*To be done:* Your task is to repeat the entries exactly. Leave the pictures out.

*Stored entries:*
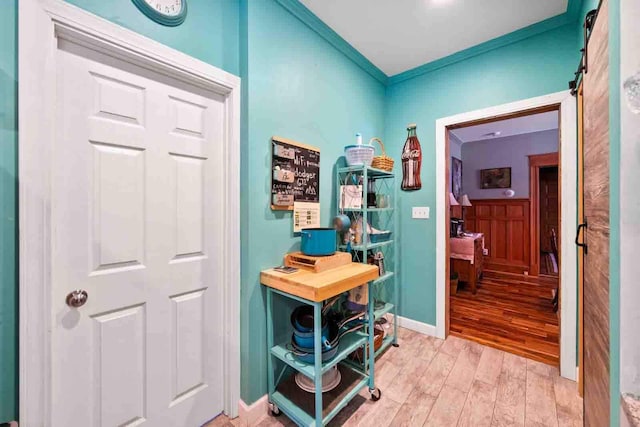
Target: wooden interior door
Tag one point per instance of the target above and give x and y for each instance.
(549, 218)
(596, 236)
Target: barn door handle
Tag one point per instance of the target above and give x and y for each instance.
(582, 245)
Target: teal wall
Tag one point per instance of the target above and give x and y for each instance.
(302, 88)
(210, 32)
(532, 67)
(8, 210)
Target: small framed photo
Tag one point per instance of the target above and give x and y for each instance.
(495, 178)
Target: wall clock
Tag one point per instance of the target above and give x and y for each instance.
(166, 12)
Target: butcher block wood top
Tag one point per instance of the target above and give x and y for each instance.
(320, 286)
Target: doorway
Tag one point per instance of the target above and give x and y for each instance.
(544, 179)
(564, 104)
(495, 297)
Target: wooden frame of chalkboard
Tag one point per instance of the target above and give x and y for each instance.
(295, 173)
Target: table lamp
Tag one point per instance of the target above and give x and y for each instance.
(466, 203)
(452, 200)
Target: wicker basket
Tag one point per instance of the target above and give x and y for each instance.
(383, 162)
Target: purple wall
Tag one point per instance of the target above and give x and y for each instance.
(511, 151)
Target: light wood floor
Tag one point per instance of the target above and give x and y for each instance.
(431, 382)
(511, 312)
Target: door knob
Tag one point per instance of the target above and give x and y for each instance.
(77, 298)
(583, 245)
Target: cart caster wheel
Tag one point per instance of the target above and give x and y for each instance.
(275, 411)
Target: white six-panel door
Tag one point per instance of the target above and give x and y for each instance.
(136, 219)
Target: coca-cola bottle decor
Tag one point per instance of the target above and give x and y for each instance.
(411, 161)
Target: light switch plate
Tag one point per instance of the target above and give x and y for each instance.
(420, 212)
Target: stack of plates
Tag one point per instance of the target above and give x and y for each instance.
(330, 380)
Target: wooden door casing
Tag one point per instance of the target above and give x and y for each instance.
(505, 224)
(596, 212)
(580, 249)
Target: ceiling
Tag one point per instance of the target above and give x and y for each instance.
(509, 127)
(398, 35)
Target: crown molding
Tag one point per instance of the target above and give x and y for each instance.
(573, 10)
(307, 17)
(507, 39)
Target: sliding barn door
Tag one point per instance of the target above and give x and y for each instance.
(596, 212)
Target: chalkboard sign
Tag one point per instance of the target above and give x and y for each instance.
(295, 173)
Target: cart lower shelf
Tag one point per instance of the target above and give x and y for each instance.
(299, 405)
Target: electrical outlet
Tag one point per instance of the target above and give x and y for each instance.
(420, 212)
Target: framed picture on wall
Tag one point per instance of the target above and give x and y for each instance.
(456, 177)
(495, 178)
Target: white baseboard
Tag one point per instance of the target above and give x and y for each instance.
(252, 414)
(414, 325)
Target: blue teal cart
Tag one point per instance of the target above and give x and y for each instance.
(311, 288)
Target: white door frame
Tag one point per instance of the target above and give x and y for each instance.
(41, 24)
(569, 185)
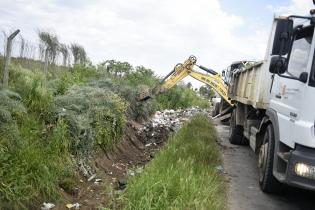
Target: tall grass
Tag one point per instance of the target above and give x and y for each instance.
(183, 175)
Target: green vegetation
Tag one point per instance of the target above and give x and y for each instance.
(183, 175)
(53, 116)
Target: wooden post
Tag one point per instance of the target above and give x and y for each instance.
(6, 69)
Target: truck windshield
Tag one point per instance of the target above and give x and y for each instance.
(300, 52)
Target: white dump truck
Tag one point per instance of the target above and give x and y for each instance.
(274, 108)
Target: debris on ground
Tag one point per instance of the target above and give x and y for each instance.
(166, 121)
(73, 206)
(128, 158)
(220, 169)
(47, 206)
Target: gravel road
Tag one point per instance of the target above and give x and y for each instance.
(240, 167)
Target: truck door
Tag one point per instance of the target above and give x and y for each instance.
(287, 95)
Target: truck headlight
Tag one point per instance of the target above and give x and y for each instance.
(304, 170)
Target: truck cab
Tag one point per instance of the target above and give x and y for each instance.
(292, 101)
(274, 106)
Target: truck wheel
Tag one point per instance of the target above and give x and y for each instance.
(236, 132)
(268, 183)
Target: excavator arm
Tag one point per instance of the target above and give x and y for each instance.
(214, 80)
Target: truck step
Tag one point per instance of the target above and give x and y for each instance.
(284, 156)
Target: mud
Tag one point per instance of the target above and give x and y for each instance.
(128, 158)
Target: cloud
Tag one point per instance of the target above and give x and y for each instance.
(156, 34)
(297, 7)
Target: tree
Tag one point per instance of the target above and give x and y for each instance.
(116, 68)
(79, 54)
(65, 53)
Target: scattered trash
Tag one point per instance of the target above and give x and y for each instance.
(220, 169)
(97, 181)
(91, 177)
(74, 205)
(47, 206)
(165, 121)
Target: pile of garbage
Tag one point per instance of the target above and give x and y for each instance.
(164, 122)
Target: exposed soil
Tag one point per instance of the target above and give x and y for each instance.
(127, 158)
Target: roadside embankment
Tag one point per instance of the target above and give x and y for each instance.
(183, 174)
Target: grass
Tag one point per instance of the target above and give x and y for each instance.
(183, 175)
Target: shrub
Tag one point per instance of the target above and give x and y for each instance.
(94, 116)
(32, 87)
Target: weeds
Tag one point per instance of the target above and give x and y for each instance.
(183, 174)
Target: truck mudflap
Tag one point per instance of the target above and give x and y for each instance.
(301, 168)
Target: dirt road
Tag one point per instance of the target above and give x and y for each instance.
(240, 165)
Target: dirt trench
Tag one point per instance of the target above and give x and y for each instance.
(128, 158)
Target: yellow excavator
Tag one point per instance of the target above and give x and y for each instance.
(213, 79)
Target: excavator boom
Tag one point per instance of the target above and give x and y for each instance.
(214, 80)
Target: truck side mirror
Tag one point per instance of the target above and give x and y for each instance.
(278, 65)
(303, 77)
(282, 37)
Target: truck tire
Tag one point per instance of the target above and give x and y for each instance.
(268, 183)
(236, 132)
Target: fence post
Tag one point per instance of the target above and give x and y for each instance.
(6, 69)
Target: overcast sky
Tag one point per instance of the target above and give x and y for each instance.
(154, 33)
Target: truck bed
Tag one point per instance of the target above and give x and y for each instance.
(251, 85)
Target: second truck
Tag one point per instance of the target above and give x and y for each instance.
(272, 104)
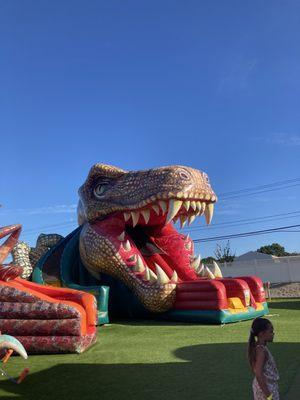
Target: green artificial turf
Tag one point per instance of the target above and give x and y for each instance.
(156, 360)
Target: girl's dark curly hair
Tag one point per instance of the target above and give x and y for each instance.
(258, 325)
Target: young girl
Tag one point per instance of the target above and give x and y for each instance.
(265, 386)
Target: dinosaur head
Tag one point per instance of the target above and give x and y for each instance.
(128, 230)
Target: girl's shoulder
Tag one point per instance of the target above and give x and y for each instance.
(260, 349)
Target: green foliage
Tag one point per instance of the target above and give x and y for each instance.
(208, 260)
(224, 254)
(275, 249)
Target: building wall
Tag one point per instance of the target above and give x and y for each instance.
(278, 270)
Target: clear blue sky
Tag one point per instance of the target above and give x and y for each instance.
(214, 85)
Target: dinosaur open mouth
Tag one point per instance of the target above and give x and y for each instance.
(149, 245)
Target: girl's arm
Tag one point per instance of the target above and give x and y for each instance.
(258, 370)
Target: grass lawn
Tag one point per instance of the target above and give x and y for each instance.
(153, 360)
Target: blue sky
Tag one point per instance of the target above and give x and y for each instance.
(212, 85)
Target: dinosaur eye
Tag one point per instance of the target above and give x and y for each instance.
(205, 177)
(100, 189)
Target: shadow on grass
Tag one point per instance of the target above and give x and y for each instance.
(287, 305)
(216, 371)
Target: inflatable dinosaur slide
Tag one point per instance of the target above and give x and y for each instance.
(129, 254)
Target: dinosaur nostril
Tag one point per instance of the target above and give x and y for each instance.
(184, 175)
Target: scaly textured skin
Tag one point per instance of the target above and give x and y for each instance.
(115, 209)
(27, 257)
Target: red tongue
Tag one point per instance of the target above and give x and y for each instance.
(176, 256)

*Answer for this exercise:*
Target: wooden interior door
Tag one point per instance of the target above and give x and y for each instance.
(549, 218)
(596, 236)
Target: barn door handle
Tag one point per instance of the target above and give x and y for each instance.
(582, 245)
Target: teal wall
Tag one point per instance of the target above and give x and y for each instance.
(302, 88)
(210, 32)
(532, 67)
(8, 210)
Target: small framed photo
Tag one point per instance of the target above and give x and y for each instance.
(495, 178)
Target: wall clock
Tag one point per instance of the target above and give x and y for each instance.
(166, 12)
Target: butcher block wood top
Tag one point per instance of the target above and give x and y for each instance.
(320, 286)
Target: doorway
Tag one point per instance of the target above and give x and y for each instance.
(544, 179)
(564, 104)
(495, 297)
Target: wooden frame of chalkboard
Tag one point per instance of the target above and give x and y for each instance.
(295, 173)
Target: table lamp
Tag one point per instance of the target above and give x and y for each instance.
(466, 203)
(452, 200)
Target: wicker basket
Tag one point per instance of the target above and give x and y for each instance.
(383, 162)
Target: purple wall
Tag one point per instance of the target above and give x and y for each instance.
(511, 151)
Target: light wood floor
Tag one point per instance of the target above and give x and y for each instance.
(431, 382)
(511, 312)
Target: door knob
Tag one point per instance of the target above and give x and y for each instance.
(77, 298)
(583, 245)
Target: cart caster wheel
Tag one point per instance of the target above and give x and y for each instance.
(275, 411)
Target: white six-panel door
Tag one point per instance of the target above and give x and y for each instance.
(136, 219)
Target: coca-cola bottle decor
Tag one point per instance of the target above and give x and y for each instance.
(411, 161)
Target: light switch plate
Tag one point per instance of the target above and give x and y for each instance.
(420, 212)
Target: stack of plates
Tag one point per instance of the target above and give x and y for each instance.
(330, 380)
Target: wooden door casing
Tag one point per instance of the target above and give x and y for each instance.
(505, 224)
(596, 212)
(580, 249)
Target: ceiling
Tag one point per instance of the target above and give x and y for each instance.
(509, 127)
(398, 35)
Target: crown molding
Tag one point per instance of the target above and give x and y for each instance.
(573, 10)
(307, 17)
(507, 39)
Target: sliding barn door
Tag one point per instance of the target above and give x and y for each instance.
(596, 212)
Target: chalkboard sign
Tag one point per instance of the target above and give x and y for each instance.
(295, 173)
Target: cart lower shelf
Tag one point per instance of the target above and give x and y for each instance.
(299, 405)
Target: electrical outlet
Tag one point per instance of the target above and give x and y for each instance.
(420, 212)
Target: framed picture on wall
Tag one point per instance of the target above and give x and y for each instance.
(456, 177)
(495, 178)
Target: white baseboard
Tag one point per instance of the target above and give x and y for each instance.
(252, 414)
(414, 325)
Target: blue teal cart
Tag one point per instance of the target above and give x and y for each instance.
(311, 288)
Target: white door frame
Tag one point per instance of the target above and give x and y for each instance.
(41, 24)
(569, 185)
Target: tall grass
Tag one point per instance of the target above and give x and y for each instance.
(183, 175)
Target: green vegetation
Tag one point per instance of the target above and give x and y for each instance.
(183, 175)
(53, 116)
Target: wooden post
Tag one point per instance of the target above and give x and y for each instance.
(6, 69)
Target: truck windshield
Tag one point per instance of the target above and give x and y for each instance.
(300, 52)
Target: white dump truck
Tag one point per instance of the target above and give x and y for each instance.
(274, 108)
Target: debris on ground
Tag one point per instance of the target above and give x and y for each instance.
(166, 121)
(73, 206)
(128, 158)
(220, 169)
(47, 206)
Target: gravel road
Tag one point per instance of the target above and give x and y for each instance.
(240, 167)
Target: truck door
Tag one point per instance of the target above and give x and y for each instance.
(287, 95)
Target: truck headlight
Tag one point per instance of the target above and give x and y for each instance.
(304, 170)
Target: truck cab
Tag one point per instance of the target above and give x and y for each instance.
(292, 101)
(274, 106)
Target: truck wheel
Tag one point per instance of the target above and give x and y for each instance.
(236, 132)
(268, 183)
Target: excavator arm
Tag one point per instance of the target above and give x and y for each instance.
(214, 80)
Target: truck step
Tag one point per instance of the target above and give x and y for each instance.
(284, 156)
Target: mud
Tag one point per instance of the target above and give x and y for each instance.
(128, 158)
Target: cloud
Tag one point per instance of the target above and give x and y for each instance.
(156, 34)
(297, 7)
Target: tree
Tag one point per instance of the target above and give x and y for each instance.
(116, 68)
(79, 54)
(65, 53)
Target: scattered trash
Tag one point per instance of the target above and give x and y for each instance.
(220, 169)
(97, 181)
(91, 177)
(74, 205)
(47, 206)
(165, 121)
Target: pile of garbage
Tag one point per instance of the target above and give x and y for each instance.
(164, 122)
Target: exposed soil
Tag one point per instance of the target above and give x and y for each instance.
(127, 158)
Target: roadside embankment
Tag one point per instance of the target above and give x and y for each instance.
(183, 174)
Target: grass
Tag one point per instance of the target above and give x and y for each instance.
(183, 175)
Target: shrub
Tag one point per instance of the target above and give x and y for each instance.
(94, 116)
(32, 87)
Target: weeds
Tag one point per instance of the target above and give x and y for each instance.
(183, 174)
Target: truck mudflap
Tag one point per instance of the target above and give x and y for each instance.
(301, 168)
Target: dirt road
Tag one point per instance of the target above and give x and y for each instance.
(240, 165)
Target: dirt trench
Tag one point per instance of the target above and give x and y for each instance.
(128, 158)
Target: yellow excavator
Tag one point per instance of the target above and give x and y for each instance.
(213, 79)
Target: excavator boom
Tag one point per instance of the target above and give x and y for each instance.
(214, 80)
Target: truck side mirror
Tag one point per instance of the target above and give x and y for each instance.
(278, 65)
(303, 77)
(282, 37)
Target: truck tire
Tag one point per instance of the target above and give x and y for each instance.
(268, 183)
(236, 132)
Target: fence post
Tag one point per instance of the target above and give x and y for each instance.
(6, 69)
Target: overcast sky
Tag one point per instance of the target above and give x and y for each instance.
(154, 33)
Target: truck bed
Tag one point per instance of the target above and give x and y for each instance.
(251, 85)
Target: second truck
Tag one point per instance of the target above and give x and y for each instance.
(272, 104)
Target: green artificial turf
Tag one point per instance of the target above and give x and y for each instance.
(156, 360)
Target: girl's dark curly hair
Tag one point per instance of the target above and give x and y for each instance.
(258, 325)
Target: young girl
Tag one point per instance of the target above and give x and y for each instance.
(265, 386)
Target: dinosaur head
Tag one point per instance of the target above and give x and y for each instance.
(128, 230)
Target: girl's shoulder
Tag one point per instance of the target above and give x and y for each instance.
(260, 349)
Target: green foliage
Tag one point per instance of the target above and give x and y for each instance.
(208, 260)
(224, 254)
(275, 249)
Target: building wall
Tag one point per instance of the target above and give x and y for each instance.
(278, 270)
Target: clear blue sky
Tag one point per instance of the target above and give x and y for each instance.
(214, 85)
Target: dinosaur open mouth
Tag one point per instance of the target above and give x and y for each instance.
(149, 245)
Target: girl's arm
Tag one point per instance of the target above and give x and y for each instance.
(258, 370)
Target: grass lawn
Tag one point per instance of the target above and give x and y for each instance.
(153, 360)
Target: blue sky
Tag one point per instance of the target above and give x and y for each instance.
(212, 85)
Target: dinosaur eye
Tag one point per instance of the target above and give x and y for each instance.
(205, 177)
(100, 189)
Target: shadow on grass
Tag one point per instance of the target above and give x and y for each instance.
(287, 305)
(216, 371)
Target: inflatable dinosaur slide
Tag one point per instance of the target above and give x and y for each instance.
(129, 254)
Target: dinosaur nostril
Tag one point per instance of the target above and give x and y for each instance.
(184, 175)
Target: scaly textured skin
Tag one point per instance of the target above and give x and y for each instance.
(115, 209)
(27, 257)
Target: red tongue
Tag one point per instance of the target above and give x and y for each instance.
(176, 256)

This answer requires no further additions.